* SOURCE PASSAGE:
—————

The point is, that once the spurious leakage stops, from then on, the net charge of the central conductor is ‑Q.  It has indeed acquired some free negative charge.

________________________________________
From: John Denker <jsd@av8n.com>
Sent: Tuesday, February 23, 2021 6:33 PM
To: Jeffrey Schnick
Subject: Re: [Phys-L] non-polarized capacitor

On 2/23/21 3:07 PM, you wrote:

> "The floating node immediately picks up enough gorge to make it float
> at a voltage" but by your definition of gorge, gorge is something
> that a capacitor or a battery has, not something that a node has.  Is
> this just a typo?

I understand the question, and I understand why you ask.
We agree that it's unclear and confusing.

However I would argue that it's not wrong. Here's how I think
about it. Do you find any of these persuasive? Or does this
just bring additional confusion?

1) Certainly the node doesn't pick up any free charge Q.
So by process of elimination it has to be gorge.

2) Perhaps the simplest way to clarify it would be to cross
out what it says about gorge on the node, and instead say
that the two capacitors each pick up enough gorge to make
the floating node float at the required voltage.

During the initial transient, when the input voltage V is
high, the bottom capacitor leaks, putting gorge on the top
capacitor (but not the bottom), lowering Vc.  When V is low,
the top capacitor leaks, putting gorge on the bottom capacitor
(but not the top), again lowering Vc.

—————

* EXERCISE BRIEF: Rewrite the stretch of the capacitor email from "So by process" through "the required voltage.", renaming "capacitors" to "condensers".

(Items from a data source)

—————

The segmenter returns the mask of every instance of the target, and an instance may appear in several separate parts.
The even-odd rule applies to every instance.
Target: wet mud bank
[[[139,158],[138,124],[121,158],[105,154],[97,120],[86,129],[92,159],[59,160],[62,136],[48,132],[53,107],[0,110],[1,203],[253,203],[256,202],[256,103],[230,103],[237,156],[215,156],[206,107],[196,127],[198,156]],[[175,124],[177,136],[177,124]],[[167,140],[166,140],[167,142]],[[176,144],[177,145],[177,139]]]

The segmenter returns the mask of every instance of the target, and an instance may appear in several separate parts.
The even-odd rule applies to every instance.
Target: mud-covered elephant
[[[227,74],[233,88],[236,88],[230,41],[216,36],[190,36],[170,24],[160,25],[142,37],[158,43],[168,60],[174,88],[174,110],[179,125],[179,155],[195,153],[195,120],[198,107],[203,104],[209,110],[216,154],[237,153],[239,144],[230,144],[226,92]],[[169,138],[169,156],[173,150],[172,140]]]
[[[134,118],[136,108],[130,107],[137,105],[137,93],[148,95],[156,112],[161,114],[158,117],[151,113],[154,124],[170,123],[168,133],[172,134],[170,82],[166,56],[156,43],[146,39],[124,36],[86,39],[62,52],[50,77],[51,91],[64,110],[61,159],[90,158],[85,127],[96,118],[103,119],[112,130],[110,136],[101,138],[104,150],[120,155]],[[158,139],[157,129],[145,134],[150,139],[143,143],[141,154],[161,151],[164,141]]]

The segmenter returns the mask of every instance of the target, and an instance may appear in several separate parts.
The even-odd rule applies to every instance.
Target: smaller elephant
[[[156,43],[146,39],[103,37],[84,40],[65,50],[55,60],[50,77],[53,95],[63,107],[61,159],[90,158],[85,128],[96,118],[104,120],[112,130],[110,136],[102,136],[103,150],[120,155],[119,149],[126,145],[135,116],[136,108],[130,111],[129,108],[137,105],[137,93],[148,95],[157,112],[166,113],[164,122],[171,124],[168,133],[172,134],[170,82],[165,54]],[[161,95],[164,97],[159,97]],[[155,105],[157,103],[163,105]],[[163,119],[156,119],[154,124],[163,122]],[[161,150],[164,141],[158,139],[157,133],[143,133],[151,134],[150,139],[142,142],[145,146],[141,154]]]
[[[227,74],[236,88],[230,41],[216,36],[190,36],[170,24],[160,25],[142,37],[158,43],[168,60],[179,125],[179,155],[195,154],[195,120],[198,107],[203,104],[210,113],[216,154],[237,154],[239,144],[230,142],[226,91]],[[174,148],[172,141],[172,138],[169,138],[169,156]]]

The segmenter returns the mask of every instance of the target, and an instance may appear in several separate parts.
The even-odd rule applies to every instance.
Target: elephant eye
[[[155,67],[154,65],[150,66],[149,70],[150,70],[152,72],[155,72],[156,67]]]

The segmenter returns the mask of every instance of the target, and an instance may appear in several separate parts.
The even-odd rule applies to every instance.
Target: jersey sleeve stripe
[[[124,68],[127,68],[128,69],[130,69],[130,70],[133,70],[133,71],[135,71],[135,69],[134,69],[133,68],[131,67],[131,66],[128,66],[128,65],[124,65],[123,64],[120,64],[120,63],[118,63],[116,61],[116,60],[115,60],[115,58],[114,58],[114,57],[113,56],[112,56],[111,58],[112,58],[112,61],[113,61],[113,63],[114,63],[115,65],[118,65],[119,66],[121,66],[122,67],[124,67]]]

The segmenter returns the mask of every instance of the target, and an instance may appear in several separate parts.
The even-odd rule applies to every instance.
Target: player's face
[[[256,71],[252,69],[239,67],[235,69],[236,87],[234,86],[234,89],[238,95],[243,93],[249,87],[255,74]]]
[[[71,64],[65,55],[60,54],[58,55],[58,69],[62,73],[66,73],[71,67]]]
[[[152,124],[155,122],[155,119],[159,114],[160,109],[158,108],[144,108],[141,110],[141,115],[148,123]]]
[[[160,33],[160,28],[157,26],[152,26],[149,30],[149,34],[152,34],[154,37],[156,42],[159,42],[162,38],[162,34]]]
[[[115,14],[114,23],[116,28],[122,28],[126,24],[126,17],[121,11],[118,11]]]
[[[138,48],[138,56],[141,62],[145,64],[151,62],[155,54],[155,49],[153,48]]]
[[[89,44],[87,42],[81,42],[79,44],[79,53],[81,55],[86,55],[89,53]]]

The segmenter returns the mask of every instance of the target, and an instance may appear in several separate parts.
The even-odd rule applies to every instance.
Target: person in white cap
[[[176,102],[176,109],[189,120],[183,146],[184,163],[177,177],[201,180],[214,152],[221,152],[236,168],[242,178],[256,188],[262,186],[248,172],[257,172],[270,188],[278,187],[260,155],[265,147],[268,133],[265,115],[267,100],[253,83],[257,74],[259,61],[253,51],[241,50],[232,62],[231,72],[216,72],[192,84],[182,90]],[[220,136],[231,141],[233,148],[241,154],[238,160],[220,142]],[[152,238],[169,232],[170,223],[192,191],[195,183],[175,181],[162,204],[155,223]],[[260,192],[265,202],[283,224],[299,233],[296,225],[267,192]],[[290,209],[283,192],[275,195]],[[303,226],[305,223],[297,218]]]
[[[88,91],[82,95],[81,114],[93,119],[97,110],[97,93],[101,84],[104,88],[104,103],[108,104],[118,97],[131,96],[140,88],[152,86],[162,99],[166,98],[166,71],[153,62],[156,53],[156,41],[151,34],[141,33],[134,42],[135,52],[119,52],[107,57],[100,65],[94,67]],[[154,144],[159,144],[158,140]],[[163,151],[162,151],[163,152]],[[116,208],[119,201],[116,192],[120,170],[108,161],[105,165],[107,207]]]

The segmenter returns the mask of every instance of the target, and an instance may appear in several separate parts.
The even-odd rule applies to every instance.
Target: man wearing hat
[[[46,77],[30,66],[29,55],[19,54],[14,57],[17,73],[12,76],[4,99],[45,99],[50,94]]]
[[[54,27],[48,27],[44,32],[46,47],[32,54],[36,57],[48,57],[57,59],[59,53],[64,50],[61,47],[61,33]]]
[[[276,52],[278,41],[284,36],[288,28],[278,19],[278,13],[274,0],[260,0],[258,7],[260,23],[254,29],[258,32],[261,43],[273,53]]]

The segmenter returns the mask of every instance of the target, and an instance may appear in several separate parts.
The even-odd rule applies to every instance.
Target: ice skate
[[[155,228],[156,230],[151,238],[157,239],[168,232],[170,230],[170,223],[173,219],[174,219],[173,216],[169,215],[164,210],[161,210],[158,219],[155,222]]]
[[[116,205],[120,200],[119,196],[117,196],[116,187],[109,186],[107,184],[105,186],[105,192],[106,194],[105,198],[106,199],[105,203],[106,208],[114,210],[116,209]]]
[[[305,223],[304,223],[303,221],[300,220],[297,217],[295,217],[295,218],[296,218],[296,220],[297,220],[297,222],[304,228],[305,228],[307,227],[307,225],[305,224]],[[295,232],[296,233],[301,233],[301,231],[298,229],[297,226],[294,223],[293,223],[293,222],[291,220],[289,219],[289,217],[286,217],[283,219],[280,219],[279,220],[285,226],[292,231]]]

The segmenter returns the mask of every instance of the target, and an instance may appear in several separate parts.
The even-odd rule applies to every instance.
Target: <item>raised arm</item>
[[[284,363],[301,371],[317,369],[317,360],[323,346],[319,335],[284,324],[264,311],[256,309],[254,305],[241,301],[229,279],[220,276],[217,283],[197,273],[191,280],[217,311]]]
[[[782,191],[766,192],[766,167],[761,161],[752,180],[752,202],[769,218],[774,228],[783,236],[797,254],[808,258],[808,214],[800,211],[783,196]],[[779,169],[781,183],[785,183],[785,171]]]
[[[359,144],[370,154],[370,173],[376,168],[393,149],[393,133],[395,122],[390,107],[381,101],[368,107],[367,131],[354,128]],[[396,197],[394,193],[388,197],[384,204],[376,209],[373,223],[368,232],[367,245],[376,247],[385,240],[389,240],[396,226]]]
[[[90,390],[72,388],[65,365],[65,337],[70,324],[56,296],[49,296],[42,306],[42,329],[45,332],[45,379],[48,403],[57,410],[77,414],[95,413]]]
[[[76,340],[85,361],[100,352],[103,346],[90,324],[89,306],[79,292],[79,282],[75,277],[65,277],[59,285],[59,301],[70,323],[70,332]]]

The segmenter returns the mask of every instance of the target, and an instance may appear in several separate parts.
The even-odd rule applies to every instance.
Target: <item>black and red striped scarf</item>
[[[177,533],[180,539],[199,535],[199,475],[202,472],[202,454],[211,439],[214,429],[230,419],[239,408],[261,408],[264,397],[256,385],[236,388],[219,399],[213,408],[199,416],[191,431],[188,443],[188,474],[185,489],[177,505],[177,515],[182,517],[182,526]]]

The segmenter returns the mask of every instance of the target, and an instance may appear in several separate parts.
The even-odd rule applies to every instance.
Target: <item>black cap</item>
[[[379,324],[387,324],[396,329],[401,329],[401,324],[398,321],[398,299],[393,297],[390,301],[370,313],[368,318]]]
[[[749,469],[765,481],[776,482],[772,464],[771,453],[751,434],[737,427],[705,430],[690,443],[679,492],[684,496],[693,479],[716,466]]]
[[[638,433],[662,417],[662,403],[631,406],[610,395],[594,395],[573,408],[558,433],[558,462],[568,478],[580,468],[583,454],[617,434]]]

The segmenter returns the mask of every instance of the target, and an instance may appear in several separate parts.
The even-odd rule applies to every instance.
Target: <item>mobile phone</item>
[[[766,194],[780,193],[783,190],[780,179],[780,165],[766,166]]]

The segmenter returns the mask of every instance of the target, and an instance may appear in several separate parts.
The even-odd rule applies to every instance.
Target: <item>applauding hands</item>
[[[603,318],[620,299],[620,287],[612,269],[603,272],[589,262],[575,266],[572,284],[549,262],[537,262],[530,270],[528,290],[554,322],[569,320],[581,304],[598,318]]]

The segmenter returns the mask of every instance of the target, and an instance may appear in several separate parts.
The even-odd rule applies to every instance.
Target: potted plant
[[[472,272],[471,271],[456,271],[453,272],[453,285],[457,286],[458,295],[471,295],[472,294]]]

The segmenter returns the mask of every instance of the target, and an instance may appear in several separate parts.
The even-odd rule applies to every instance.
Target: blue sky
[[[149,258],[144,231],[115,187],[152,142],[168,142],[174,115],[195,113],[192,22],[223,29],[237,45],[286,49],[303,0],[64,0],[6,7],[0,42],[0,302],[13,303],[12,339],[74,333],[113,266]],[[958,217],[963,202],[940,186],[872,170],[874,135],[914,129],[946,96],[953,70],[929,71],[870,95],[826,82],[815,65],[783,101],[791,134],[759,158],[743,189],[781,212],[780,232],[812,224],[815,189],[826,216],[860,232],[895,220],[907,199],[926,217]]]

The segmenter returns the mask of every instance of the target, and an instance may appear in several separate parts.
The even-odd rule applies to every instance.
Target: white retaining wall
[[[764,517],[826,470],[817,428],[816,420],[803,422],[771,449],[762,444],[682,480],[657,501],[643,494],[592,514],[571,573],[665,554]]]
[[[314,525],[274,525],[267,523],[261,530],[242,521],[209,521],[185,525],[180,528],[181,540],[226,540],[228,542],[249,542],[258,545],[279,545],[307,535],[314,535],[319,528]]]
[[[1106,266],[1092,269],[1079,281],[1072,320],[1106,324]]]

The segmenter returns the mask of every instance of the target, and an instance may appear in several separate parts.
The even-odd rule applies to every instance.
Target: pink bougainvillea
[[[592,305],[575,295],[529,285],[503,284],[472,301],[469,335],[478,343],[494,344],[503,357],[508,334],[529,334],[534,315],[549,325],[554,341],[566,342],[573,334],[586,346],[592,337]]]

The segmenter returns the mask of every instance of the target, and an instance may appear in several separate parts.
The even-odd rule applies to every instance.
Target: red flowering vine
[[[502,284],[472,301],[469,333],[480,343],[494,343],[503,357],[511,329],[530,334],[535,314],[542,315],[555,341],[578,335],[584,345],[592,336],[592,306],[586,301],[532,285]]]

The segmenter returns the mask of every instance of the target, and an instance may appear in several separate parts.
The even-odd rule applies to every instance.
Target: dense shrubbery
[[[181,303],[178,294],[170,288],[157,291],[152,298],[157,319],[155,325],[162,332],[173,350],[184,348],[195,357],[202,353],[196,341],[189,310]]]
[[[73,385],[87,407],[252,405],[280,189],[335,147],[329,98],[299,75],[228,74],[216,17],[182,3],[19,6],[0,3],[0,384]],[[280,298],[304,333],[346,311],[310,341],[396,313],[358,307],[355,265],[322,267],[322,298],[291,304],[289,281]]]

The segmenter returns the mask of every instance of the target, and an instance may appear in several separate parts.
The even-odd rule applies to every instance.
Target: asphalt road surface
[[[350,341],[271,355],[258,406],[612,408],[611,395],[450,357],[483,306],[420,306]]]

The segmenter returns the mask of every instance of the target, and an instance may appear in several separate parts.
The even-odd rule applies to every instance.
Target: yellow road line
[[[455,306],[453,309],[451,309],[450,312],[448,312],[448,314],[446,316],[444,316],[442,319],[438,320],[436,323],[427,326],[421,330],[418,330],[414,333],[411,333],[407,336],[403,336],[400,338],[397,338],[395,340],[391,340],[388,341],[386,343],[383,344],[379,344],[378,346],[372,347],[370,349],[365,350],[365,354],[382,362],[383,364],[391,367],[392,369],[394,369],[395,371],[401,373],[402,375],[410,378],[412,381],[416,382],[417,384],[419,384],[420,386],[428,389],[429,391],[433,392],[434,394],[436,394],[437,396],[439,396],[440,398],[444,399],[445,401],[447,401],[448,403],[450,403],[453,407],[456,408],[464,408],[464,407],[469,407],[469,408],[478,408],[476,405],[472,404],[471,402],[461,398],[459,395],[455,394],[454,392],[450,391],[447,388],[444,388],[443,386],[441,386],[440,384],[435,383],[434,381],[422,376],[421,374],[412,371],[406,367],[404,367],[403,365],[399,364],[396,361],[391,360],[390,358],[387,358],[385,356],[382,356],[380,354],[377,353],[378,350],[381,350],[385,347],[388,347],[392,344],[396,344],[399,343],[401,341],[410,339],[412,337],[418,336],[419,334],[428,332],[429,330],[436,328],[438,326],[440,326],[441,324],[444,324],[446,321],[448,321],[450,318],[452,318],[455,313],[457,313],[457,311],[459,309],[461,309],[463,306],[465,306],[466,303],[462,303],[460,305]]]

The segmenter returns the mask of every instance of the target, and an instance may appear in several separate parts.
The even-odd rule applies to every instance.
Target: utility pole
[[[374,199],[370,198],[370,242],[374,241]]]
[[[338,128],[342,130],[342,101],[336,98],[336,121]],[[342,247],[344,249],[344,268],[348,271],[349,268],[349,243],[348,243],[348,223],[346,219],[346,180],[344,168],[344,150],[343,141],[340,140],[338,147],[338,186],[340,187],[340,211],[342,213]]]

—————

* RESULT:
So by process of elimination it has to be gorge.

2) Perhaps the simplest way to clarify it would be to cross
out what it says about gorge on the node, and instead say
that the two condensers each pick up enough gorge to make
the floating node float at the required voltage.